→ **What you should do**:
Lay out every row below as a two-column CSV headed "prompt" and "response", with one line per row. Put the row's text and its answer each in a single quoted field with line breaks replaced by spaces, and leave the pictures out.

[Dataset extract start]

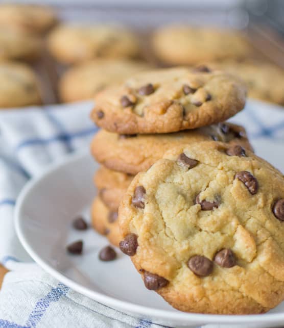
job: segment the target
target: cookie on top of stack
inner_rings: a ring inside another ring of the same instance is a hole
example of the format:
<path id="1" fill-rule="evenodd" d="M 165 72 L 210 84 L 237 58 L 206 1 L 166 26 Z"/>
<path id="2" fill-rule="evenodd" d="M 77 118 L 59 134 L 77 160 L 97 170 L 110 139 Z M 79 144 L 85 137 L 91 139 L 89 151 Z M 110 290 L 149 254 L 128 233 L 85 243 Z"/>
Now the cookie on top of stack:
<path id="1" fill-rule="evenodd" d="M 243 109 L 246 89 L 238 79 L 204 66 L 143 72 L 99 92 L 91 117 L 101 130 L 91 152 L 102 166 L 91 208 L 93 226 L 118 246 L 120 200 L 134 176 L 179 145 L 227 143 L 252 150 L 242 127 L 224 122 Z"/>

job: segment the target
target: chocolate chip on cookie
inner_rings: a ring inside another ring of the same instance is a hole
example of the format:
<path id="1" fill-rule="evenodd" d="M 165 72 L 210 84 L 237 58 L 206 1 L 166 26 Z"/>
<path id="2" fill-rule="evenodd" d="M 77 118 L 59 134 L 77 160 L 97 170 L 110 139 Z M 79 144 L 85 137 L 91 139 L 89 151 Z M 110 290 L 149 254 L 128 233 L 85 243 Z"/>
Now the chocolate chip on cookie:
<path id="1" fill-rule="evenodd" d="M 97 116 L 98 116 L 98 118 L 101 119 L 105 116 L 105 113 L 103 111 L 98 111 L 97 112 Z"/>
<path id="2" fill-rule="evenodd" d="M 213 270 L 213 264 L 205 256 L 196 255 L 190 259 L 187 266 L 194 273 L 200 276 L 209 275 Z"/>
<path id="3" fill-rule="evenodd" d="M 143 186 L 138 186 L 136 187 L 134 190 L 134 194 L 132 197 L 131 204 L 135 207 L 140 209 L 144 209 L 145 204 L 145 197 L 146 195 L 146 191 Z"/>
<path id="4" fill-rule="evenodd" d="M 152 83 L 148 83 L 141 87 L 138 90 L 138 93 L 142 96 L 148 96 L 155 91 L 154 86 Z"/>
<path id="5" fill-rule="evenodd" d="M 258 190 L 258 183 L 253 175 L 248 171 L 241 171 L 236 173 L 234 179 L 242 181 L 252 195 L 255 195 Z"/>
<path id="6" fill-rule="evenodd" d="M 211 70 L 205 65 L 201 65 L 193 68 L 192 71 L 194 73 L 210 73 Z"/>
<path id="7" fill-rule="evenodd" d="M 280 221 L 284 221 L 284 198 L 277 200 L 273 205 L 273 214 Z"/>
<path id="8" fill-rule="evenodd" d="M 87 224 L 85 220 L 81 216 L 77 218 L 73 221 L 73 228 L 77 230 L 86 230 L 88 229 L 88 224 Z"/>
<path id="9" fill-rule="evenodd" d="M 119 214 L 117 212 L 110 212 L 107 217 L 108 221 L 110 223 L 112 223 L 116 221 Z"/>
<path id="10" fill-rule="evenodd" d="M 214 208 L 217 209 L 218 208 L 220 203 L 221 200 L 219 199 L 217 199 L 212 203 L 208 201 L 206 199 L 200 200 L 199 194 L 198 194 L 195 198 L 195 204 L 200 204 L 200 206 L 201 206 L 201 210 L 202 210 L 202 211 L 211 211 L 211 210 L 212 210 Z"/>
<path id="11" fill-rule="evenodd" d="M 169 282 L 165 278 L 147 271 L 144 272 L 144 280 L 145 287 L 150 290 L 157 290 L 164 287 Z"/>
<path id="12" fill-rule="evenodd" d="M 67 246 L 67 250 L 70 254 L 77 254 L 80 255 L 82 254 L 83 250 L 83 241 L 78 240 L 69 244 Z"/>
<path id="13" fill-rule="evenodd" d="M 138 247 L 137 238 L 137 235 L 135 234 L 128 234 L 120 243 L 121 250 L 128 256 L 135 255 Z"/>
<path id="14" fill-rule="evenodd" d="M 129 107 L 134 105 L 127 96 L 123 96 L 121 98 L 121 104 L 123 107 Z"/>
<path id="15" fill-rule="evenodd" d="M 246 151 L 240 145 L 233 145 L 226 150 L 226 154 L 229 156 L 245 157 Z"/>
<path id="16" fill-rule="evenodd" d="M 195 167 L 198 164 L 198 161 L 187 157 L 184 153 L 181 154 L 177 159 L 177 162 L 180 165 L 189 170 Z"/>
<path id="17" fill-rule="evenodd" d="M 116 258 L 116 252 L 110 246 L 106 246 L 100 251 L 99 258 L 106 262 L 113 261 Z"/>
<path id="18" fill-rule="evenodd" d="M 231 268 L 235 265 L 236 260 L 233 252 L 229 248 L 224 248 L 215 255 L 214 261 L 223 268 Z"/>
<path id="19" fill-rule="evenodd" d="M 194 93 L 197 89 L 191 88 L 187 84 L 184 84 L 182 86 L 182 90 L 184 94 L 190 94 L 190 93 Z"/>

[Dataset extract end]

→ **Result of the exercise**:
prompt,response
"job: segment the target target: cookie on top of stack inner_rings: a ring inside another ring of the same instance is a hole example of the format: <path id=""1"" fill-rule=""evenodd"" d=""M 165 72 L 210 84 L 237 58 L 206 1 L 166 26 Z""/> <path id=""2"" fill-rule=""evenodd"" d=""M 77 118 L 59 134 L 77 160 L 97 170 L 110 139 Z M 79 144 L 85 137 L 91 139 L 89 151 Z M 110 290 L 149 254 L 128 233 L 85 243 Z""/> Now the cookie on top of stack:","<path id=""1"" fill-rule=""evenodd"" d=""M 243 109 L 246 89 L 238 79 L 204 66 L 143 72 L 99 92 L 91 117 L 101 130 L 91 152 L 102 166 L 91 208 L 93 226 L 118 246 L 120 200 L 134 176 L 179 145 L 227 143 L 252 150 L 242 127 L 224 122 Z""/>"
"job: segment the target target: chocolate chip on cookie inner_rings: a ring inside another ring of the same instance is a hole example of the format: <path id=""1"" fill-rule=""evenodd"" d=""M 165 72 L 210 84 L 237 58 L 206 1 L 166 26 Z""/> <path id=""2"" fill-rule=""evenodd"" d=""M 77 118 L 59 134 L 77 160 L 97 170 L 110 139 Z M 79 144 L 85 137 L 91 139 L 89 151 Z M 110 290 L 149 254 L 128 233 L 85 243 Z""/> Now the chocolate chip on cookie:","<path id=""1"" fill-rule=""evenodd"" d=""M 97 116 L 98 116 L 98 118 L 101 119 L 105 116 L 105 113 L 103 111 L 98 111 L 97 112 Z""/> <path id=""2"" fill-rule=""evenodd"" d=""M 213 270 L 213 264 L 205 256 L 196 255 L 190 259 L 187 266 L 194 273 L 200 276 L 209 275 Z""/> <path id=""3"" fill-rule=""evenodd"" d=""M 143 186 L 138 186 L 136 187 L 134 190 L 134 194 L 132 197 L 131 204 L 135 207 L 140 209 L 144 209 L 145 204 L 145 197 L 146 195 L 146 191 Z""/> <path id=""4"" fill-rule=""evenodd"" d=""M 152 83 L 148 83 L 141 87 L 138 90 L 138 93 L 142 96 L 148 96 L 155 91 L 154 86 Z""/> <path id=""5"" fill-rule=""evenodd"" d=""M 258 190 L 258 183 L 253 175 L 248 171 L 241 171 L 236 173 L 234 179 L 242 181 L 252 195 L 255 195 Z""/> <path id=""6"" fill-rule=""evenodd"" d=""M 211 70 L 205 65 L 201 65 L 193 68 L 192 71 L 194 73 L 210 73 Z""/> <path id=""7"" fill-rule=""evenodd"" d=""M 280 221 L 284 221 L 284 198 L 277 200 L 273 205 L 273 214 Z""/> <path id=""8"" fill-rule=""evenodd"" d=""M 87 224 L 85 220 L 81 216 L 77 218 L 73 221 L 73 228 L 77 230 L 86 230 L 88 229 L 88 224 Z""/> <path id=""9"" fill-rule=""evenodd"" d=""M 119 214 L 117 212 L 110 212 L 107 217 L 108 221 L 110 223 L 112 223 L 116 221 Z""/> <path id=""10"" fill-rule=""evenodd"" d=""M 214 208 L 217 209 L 218 208 L 220 203 L 221 200 L 219 199 L 217 199 L 212 203 L 208 201 L 206 199 L 200 200 L 199 194 L 198 194 L 195 198 L 195 204 L 200 204 L 200 206 L 201 206 L 201 210 L 202 210 L 202 211 L 211 211 L 211 210 L 212 210 Z""/> <path id=""11"" fill-rule=""evenodd"" d=""M 169 282 L 165 278 L 147 271 L 144 272 L 144 280 L 145 287 L 150 290 L 157 290 L 164 287 Z""/> <path id=""12"" fill-rule=""evenodd"" d=""M 67 246 L 67 250 L 70 254 L 77 254 L 80 255 L 82 254 L 83 250 L 83 241 L 78 240 L 69 244 Z""/> <path id=""13"" fill-rule=""evenodd"" d=""M 138 247 L 137 238 L 137 235 L 135 234 L 128 234 L 120 243 L 121 250 L 128 256 L 135 255 Z""/> <path id=""14"" fill-rule=""evenodd"" d=""M 129 107 L 134 105 L 127 96 L 123 96 L 121 98 L 121 104 L 123 107 Z""/> <path id=""15"" fill-rule=""evenodd"" d=""M 246 151 L 240 145 L 233 145 L 226 150 L 226 154 L 229 156 L 245 157 Z""/> <path id=""16"" fill-rule=""evenodd"" d=""M 195 167 L 198 164 L 198 161 L 187 157 L 184 153 L 181 154 L 177 159 L 177 162 L 180 165 L 189 170 Z""/> <path id=""17"" fill-rule=""evenodd"" d=""M 116 258 L 116 252 L 110 246 L 106 246 L 100 251 L 99 258 L 106 262 L 113 261 Z""/> <path id=""18"" fill-rule=""evenodd"" d=""M 231 268 L 235 265 L 236 260 L 233 252 L 229 248 L 224 248 L 215 255 L 214 261 L 223 268 Z""/> <path id=""19"" fill-rule=""evenodd"" d=""M 194 93 L 197 89 L 191 88 L 187 84 L 184 84 L 182 86 L 182 90 L 184 94 L 190 94 L 190 93 Z""/>"